→ 作業内容
習慣についての抜粋文から、「ベートーベンはかなり早足で歩」で始まり「るとプールで半マイル泳いだ。」で終わる部分を、一字一句変えずに抜き出してください。

→ 抜粋文
-*-

その他

人それぞれの習慣

今月初めの「名古屋経営計画合宿」に飴を差し入れてくれた人が3人もいた。最終日に皆さん、それを置いていかれたものだから、以来、飴をなめるのが私の習慣になった(なってしまった)。
一日一袋なめる日もある。人はそれぞれ、ちょっとしたことをきっかけに自分なりのルーティーンをもつようになり、愚直にその習慣を守るものだ。今日は著名人の習慣をみてみよう。

ベートーベンは毎朝6時に起床し、朝食はコーヒーだけ。豆は60粒を自分で数えながら選び出していた。その後すぐに作曲活動を開始し、14時半に作曲を終える。勤務時間は約9時間。
その後、ランチではワインを楽しんだ。食後は、長時間の散歩に出る。
ベートーベンはかなり早足で歩いた。歩くときは必ずポケットに楽譜と鉛筆を携行し、ひらめきがあればメモした。基本的にベートーベンはメモ魔で、メモさえとればふたたびそれを見ることはなかった。
「一度でも書けば忘れない」からだそうだ。

散歩から戻るとふたたび作曲を再開し、17時半ころまで仕事をした。
その後居酒屋に出かけることが多かった。まず、ビールとパイプタバコを楽しみながら新聞を読む。その後、夕食を取って帰宅し、22時には就寝した。健康に気をつかっていたのがよくわかる習慣だ。

作家のヘミングウェイは何よりも時間の無駄が嫌いだった。時間を無駄につかうと、とても許されない罪を犯したような気持ちになった。
大きな表を自分でつくって、毎日の文字生産量を記録し、自分を甘やかさないように管理した。
仕事も私生活も自ら課した規律に忠実であろうとした。正午までは必ず執筆し、終えるとプールで半マイル泳いだ。

小説を書くときは立って書いた。それが自分にあっていることに気づいたからだ。書き始めることさえできれば、あとは大丈夫。活力は自然に生まれてくる。いつも最高のものを書こうと努力したが、ときどき運よく自分の力以上のものが書けることもある。

-*-

→ 提供データ
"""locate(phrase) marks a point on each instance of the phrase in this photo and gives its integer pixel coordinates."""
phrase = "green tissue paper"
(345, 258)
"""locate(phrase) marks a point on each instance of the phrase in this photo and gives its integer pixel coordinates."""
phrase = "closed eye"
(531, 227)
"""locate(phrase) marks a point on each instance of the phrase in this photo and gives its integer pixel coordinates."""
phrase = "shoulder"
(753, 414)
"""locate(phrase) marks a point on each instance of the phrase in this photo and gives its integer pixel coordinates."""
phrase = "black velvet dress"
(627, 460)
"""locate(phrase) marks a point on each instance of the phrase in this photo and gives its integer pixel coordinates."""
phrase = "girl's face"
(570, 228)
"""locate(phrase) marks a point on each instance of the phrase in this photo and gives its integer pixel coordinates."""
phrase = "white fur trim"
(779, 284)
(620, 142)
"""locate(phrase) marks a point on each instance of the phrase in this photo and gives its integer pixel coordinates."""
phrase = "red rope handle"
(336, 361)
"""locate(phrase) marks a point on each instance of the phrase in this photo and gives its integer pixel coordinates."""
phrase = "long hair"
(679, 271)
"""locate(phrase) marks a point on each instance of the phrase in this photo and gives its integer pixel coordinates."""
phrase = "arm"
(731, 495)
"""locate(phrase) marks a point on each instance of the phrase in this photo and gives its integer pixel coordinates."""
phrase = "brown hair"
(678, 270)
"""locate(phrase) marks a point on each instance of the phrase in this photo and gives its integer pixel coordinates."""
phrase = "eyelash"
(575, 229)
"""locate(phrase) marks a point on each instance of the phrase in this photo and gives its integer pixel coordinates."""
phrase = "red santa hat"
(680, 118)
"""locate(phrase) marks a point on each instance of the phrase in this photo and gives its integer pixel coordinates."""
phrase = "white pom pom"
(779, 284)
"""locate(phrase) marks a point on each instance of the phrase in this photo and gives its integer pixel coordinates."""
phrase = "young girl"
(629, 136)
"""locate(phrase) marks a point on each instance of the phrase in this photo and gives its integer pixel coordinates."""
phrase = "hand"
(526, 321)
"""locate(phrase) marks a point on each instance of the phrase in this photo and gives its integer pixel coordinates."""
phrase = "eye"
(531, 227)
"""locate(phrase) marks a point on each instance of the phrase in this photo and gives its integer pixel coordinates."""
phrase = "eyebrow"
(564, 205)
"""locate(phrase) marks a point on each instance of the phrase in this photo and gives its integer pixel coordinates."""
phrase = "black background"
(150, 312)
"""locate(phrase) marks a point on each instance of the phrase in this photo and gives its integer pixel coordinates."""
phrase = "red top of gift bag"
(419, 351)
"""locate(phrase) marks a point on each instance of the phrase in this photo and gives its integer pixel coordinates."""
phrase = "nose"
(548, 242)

-*-

→ 作業結果
ベートーベンはかなり早足で歩いた。歩くときは必ずポケットに楽譜と鉛筆を携行し、ひらめきがあればメモした。基本的にベートーベンはメモ魔で、メモさえとればふたたびそれを見ることはなかった。
「一度でも書けば忘れない」からだそうだ。

散歩から戻るとふたたび作曲を再開し、17時半ころまで仕事をした。
その後居酒屋に出かけることが多かった。まず、ビールとパイプタバコを楽しみながら新聞を読む。その後、夕食を取って帰宅し、22時には就寝した。健康に気をつかっていたのがよくわかる習慣だ。

作家のヘミングウェイは何よりも時間の無駄が嫌いだった。時間を無駄につかうと、とても許されない罪を犯したような気持ちになった。
大きな表を自分でつくって、毎日の文字生産量を記録し、自分を甘やかさないように管理した。
仕事も私生活も自ら課した規律に忠実であろうとした。正午までは必ず執筆し、終えるとプールで半マイル泳いだ。